On Reading M.N. Srinivas' 'The Remembered Village'
In the early 20th century, the Jatav caste of Uttar Pradesh, part of the traditionally 'untouchable' Chamar caste group, aimed to rid themselves of this status and its associated social, economic and political hardships, by claiming that their perceived caste position was merely an accident of history. In fact, they claimed, they were actually Kshatriyas. They traced descent from the survivors of the war between the Brahmin saint Parashurama and the Kshatriyas, who were defeated and forced into exile, eventually becoming Jatavs.
The Jatavs also emphasised certain cultural elements as proof of their ancestry, such as the practice of firing a cannon at weddings and their gotra system of descent, both of which they shared with the Kshatriyas. They formed their own caste panchayats and petitioned the British government to declassify them as Chamars, in order to legitimise their claim of being Kshatriyas; this declassification was delayed because of the outbreak of World War II. They began to participate more actively in the political process, and won several major political seats in Agra, although this was not viewed favourably by the upper castes.
This is an example of what the Indian sociologist M.N. Srinivas refers to as Sanskritisation. This is the process of a lower caste group or part of the caste group adopting the traditions, customs, occupations and social practices of an upper caste, in order to be accepted as members of the upper caste and reap the socioeconomic benefits associated with a higher status.
This process is also seen in the case of some tribal or non-Vedic cultural groups, who may adopt Vedic customs and rituals in an attempt to be accepted as upper-caste members of society. However, sociologists like Virginius Xaxa have also said that the process of tribals assuming a particular caste status in mainstream society cannot be taken as a direct parallel to Sanskritisation.
Srinivas developed his ideas in his study of the Kodava community of Karnataka, where he found that the influence of the Puranas had compelled many people to equate local nature gods with Shiva, thereby Sanskritising the local beliefs. The locals had also made attempts to reconcile these new religious beliefs with their consumption of pork and alcohol, both of which are considered taboo for upper-caste communities, by explaining that the Hindu gods lost their caste as they travelled over the lagoons of the Malabar coast.

◆ Material provided ◆

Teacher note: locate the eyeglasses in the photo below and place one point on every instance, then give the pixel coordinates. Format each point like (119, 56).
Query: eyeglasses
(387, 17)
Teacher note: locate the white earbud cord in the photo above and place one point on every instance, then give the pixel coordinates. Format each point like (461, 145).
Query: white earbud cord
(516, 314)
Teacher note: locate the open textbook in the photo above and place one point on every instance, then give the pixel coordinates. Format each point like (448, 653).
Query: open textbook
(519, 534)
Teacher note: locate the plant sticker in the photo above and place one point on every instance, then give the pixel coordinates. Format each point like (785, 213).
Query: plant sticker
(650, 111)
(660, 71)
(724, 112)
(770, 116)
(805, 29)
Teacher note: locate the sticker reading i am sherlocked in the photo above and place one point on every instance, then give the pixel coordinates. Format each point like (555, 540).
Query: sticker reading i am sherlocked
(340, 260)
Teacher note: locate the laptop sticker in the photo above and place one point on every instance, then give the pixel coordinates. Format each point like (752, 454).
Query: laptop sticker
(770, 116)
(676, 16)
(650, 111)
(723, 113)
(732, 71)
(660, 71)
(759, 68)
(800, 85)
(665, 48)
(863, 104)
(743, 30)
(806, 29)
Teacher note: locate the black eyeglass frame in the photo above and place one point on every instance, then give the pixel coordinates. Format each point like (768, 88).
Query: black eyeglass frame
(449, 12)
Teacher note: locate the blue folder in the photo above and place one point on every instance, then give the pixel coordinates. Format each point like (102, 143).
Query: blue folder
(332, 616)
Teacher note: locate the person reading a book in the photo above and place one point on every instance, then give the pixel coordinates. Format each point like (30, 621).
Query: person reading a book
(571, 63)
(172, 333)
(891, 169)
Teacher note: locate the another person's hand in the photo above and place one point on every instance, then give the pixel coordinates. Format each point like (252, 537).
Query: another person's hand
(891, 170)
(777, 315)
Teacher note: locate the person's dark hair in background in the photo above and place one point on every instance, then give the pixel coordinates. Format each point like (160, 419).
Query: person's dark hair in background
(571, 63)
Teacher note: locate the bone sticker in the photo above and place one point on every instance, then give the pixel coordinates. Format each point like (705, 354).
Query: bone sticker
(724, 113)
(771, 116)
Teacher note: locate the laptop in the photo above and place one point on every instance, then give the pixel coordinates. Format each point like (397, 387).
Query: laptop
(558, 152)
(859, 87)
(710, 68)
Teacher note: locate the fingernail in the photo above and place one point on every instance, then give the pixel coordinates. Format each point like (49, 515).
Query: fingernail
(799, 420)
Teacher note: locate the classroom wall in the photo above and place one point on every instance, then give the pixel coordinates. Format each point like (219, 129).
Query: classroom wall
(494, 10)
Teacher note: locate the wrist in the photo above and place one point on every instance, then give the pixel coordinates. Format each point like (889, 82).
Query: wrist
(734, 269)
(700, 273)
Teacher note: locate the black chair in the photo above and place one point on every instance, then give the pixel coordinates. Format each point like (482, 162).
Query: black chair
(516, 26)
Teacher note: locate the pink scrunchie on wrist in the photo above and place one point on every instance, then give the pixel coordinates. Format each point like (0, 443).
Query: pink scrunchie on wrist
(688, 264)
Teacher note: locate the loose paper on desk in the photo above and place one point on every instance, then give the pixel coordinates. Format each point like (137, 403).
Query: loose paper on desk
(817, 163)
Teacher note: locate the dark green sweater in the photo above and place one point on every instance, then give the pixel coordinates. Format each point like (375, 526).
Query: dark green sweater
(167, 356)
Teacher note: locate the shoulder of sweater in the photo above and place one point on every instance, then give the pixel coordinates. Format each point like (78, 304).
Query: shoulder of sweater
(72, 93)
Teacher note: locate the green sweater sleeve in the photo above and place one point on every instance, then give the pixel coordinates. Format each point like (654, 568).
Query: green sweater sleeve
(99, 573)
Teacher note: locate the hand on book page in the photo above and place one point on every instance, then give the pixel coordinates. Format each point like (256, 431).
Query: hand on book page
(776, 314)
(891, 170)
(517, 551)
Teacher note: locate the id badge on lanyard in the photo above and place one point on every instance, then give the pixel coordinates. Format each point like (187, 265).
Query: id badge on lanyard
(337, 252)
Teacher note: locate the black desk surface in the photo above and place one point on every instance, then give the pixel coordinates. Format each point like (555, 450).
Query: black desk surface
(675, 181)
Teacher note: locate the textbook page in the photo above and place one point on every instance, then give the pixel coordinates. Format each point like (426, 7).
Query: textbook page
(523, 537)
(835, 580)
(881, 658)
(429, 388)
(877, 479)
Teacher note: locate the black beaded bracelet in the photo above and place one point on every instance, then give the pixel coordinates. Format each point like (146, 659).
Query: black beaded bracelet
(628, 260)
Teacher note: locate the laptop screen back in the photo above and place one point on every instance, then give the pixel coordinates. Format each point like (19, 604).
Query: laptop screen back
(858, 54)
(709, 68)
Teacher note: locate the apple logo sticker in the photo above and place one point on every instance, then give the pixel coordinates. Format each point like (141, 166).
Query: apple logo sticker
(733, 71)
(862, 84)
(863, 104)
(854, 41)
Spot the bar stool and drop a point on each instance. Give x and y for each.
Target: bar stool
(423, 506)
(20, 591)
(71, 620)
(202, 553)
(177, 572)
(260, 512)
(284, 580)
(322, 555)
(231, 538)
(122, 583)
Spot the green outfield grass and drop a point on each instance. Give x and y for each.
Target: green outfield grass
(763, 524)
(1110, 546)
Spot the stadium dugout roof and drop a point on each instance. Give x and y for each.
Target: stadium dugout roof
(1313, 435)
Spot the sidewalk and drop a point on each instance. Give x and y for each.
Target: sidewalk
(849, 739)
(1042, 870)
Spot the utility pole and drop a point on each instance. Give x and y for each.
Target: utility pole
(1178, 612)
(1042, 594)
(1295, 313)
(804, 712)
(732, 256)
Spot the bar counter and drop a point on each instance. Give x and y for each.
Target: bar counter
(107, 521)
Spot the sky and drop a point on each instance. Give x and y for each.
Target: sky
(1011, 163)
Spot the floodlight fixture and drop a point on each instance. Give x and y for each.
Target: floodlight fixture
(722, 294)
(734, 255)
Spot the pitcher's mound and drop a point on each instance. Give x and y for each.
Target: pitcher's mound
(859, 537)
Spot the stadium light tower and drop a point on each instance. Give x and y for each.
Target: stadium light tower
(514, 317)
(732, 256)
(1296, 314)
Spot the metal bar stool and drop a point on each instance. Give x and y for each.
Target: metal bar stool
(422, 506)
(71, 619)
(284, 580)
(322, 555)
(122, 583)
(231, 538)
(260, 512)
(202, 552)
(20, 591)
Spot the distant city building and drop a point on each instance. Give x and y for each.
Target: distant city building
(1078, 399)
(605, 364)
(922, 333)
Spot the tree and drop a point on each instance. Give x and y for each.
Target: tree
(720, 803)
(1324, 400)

◆ Written tasks ◆
**a.** According to the passage on Sanskritisation, what delayed the declassification of the Jatavs as Chamars?
**b.** Echo verbatim everything in the passage on Sanskritisation from "On Reading M.N." down to "eventually becoming Jatavs.".
The data above originates from a separate source unrelated to the passage on Sanskritisation.

◆ In response ◆
**a.** The outbreak of World War II delayed it.

**b.**
On Reading M.N. Srinivas' 'The Remembered Village'
In the early 20th century, the Jatav caste of Uttar Pradesh, part of the traditionally 'untouchable' Chamar caste group, aimed to rid themselves of this status and its associated social, economic and political hardships, by claiming that their perceived caste position was merely an accident of history. In fact, they claimed, they were actually Kshatriyas. They traced descent from the survivors of the war between the Brahmin saint Parashurama and the Kshatriyas, who were defeated and forced into exile, eventually becoming Jatavs.